## RECORDS SUPPLIED:
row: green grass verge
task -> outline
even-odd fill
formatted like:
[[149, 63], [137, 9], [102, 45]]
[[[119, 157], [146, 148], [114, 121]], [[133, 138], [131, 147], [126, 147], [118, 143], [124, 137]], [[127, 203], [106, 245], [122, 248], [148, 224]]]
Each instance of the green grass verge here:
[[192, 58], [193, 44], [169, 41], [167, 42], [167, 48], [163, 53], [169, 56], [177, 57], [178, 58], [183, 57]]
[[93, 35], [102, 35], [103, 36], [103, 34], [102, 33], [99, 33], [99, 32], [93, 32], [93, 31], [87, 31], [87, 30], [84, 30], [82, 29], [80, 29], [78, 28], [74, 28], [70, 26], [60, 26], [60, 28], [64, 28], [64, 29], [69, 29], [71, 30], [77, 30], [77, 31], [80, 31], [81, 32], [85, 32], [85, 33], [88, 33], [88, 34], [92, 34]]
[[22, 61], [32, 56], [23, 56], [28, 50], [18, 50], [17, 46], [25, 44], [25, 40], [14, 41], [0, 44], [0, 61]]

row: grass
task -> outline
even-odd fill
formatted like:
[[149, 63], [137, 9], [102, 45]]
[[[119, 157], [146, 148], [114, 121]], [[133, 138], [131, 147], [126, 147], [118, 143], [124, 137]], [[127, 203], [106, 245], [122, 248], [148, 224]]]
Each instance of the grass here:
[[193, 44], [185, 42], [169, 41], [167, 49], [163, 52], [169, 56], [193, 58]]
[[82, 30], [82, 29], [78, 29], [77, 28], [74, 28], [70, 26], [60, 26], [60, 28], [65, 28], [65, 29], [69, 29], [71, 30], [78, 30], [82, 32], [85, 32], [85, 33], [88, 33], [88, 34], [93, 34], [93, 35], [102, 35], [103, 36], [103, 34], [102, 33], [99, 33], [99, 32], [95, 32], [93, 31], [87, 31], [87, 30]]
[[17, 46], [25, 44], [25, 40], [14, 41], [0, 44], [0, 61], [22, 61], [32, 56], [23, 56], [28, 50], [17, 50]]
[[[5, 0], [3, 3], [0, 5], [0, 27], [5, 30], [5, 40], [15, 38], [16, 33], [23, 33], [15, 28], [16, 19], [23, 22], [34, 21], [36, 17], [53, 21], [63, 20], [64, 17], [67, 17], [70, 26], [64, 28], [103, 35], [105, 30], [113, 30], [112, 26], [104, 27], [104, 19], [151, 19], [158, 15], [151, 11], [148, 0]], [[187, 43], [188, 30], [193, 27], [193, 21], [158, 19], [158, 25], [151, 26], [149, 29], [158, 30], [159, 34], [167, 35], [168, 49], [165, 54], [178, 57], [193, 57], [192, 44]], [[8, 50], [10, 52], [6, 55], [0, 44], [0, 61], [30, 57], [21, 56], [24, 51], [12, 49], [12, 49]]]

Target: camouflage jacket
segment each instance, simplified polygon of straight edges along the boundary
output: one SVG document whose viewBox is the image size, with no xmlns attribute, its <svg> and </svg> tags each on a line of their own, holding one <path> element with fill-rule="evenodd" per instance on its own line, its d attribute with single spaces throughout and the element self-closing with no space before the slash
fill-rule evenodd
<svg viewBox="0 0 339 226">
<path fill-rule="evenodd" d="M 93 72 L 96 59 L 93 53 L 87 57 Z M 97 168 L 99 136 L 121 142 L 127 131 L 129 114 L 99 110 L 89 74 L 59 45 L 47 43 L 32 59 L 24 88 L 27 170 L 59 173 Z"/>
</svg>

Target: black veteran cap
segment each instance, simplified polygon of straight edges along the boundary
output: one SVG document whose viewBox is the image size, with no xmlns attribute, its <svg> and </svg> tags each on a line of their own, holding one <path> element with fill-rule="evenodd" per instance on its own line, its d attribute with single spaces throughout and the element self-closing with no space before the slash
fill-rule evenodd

## SET EXERCISE:
Turn every line of the listing above into a JSON list of strings, with one string per line and blank lines left out.

## SOLUTION TO THE PROBLEM:
[
  "row: green grass verge",
  "task -> outline",
  "even-odd fill",
  "formatted like:",
  "[[149, 63], [137, 9], [102, 45]]",
  "[[[119, 157], [146, 148], [114, 121]], [[133, 138], [131, 147], [126, 147], [118, 143], [124, 137]], [[127, 203], [106, 245], [122, 248], [148, 224]]]",
  "Each instance of the green grass verge here:",
  "[[192, 58], [193, 44], [169, 41], [167, 42], [167, 48], [163, 53], [169, 56], [177, 57], [178, 58], [183, 57]]",
  "[[93, 35], [102, 35], [103, 36], [103, 34], [102, 33], [99, 33], [99, 32], [93, 32], [93, 31], [87, 31], [87, 30], [84, 30], [82, 29], [80, 29], [78, 28], [74, 28], [70, 26], [60, 26], [60, 28], [64, 28], [64, 29], [69, 29], [71, 30], [77, 30], [77, 31], [80, 31], [81, 32], [85, 32], [85, 33], [88, 33], [88, 34], [92, 34]]",
  "[[22, 61], [32, 56], [23, 56], [28, 50], [18, 50], [17, 46], [25, 44], [25, 40], [14, 41], [0, 44], [0, 61]]",
  "row: grass",
  "task -> outline",
  "even-odd fill",
  "formatted like:",
  "[[149, 63], [137, 9], [102, 45]]",
  "[[[119, 157], [146, 148], [114, 121]], [[133, 138], [131, 147], [126, 147], [118, 143], [124, 137]], [[127, 203], [106, 245], [122, 248], [148, 224]]]",
  "Each instance of the grass here:",
  "[[193, 44], [185, 42], [169, 41], [167, 49], [163, 52], [169, 56], [193, 58]]",
  "[[82, 30], [82, 29], [78, 29], [77, 28], [74, 28], [70, 26], [60, 26], [60, 28], [65, 28], [65, 29], [69, 29], [71, 30], [78, 30], [82, 32], [85, 32], [85, 33], [88, 33], [88, 34], [93, 34], [93, 35], [102, 35], [103, 36], [103, 34], [102, 33], [99, 33], [99, 32], [95, 32], [93, 31], [87, 31], [87, 30]]",
  "[[17, 46], [25, 44], [25, 40], [14, 41], [0, 44], [0, 61], [22, 61], [32, 56], [23, 56], [28, 50], [17, 50]]",
  "[[[5, 0], [3, 3], [0, 5], [0, 27], [5, 30], [5, 40], [15, 38], [16, 33], [23, 33], [15, 28], [16, 19], [23, 22], [34, 21], [36, 17], [53, 21], [63, 20], [64, 17], [67, 17], [70, 26], [64, 28], [103, 35], [105, 30], [113, 30], [112, 26], [104, 27], [104, 19], [151, 19], [158, 15], [151, 11], [148, 0]], [[187, 43], [188, 30], [193, 27], [193, 21], [158, 19], [158, 25], [151, 26], [149, 29], [158, 30], [159, 34], [167, 35], [168, 49], [165, 54], [178, 57], [193, 57], [192, 44]], [[8, 50], [10, 52], [6, 55], [0, 44], [0, 61], [30, 57], [21, 56], [24, 51], [12, 49], [12, 49]]]",
  "Target: camouflage jacket",
  "segment each instance, simplified polygon of straight edges along the boundary",
  "output: one SVG document whose viewBox is the image size, with no xmlns attribute, its <svg> and </svg> tags each on a line of their own, holding one <path> element with fill-rule=\"evenodd\" per instance on its own line, its d attribute with single spaces throughout and the element self-closing with no space before the slash",
  "fill-rule evenodd",
  "<svg viewBox=\"0 0 339 226\">",
  "<path fill-rule=\"evenodd\" d=\"M 93 72 L 96 59 L 93 53 L 87 57 Z M 97 168 L 99 136 L 121 142 L 127 131 L 129 114 L 99 110 L 89 74 L 59 45 L 47 43 L 32 59 L 24 88 L 27 170 L 59 173 Z\"/>",
  "</svg>",
  "Target: black veteran cap",
  "segment each instance, simplified polygon of straight edges along the boundary",
  "output: one SVG document whose viewBox is the image size, with no xmlns attribute, its <svg> and </svg> tags each on a line of their own, holding one <path> element with fill-rule=\"evenodd\" per instance on its own line, its d attribute with single spaces throughout and the element self-closing with no space before the slash",
  "fill-rule evenodd"
]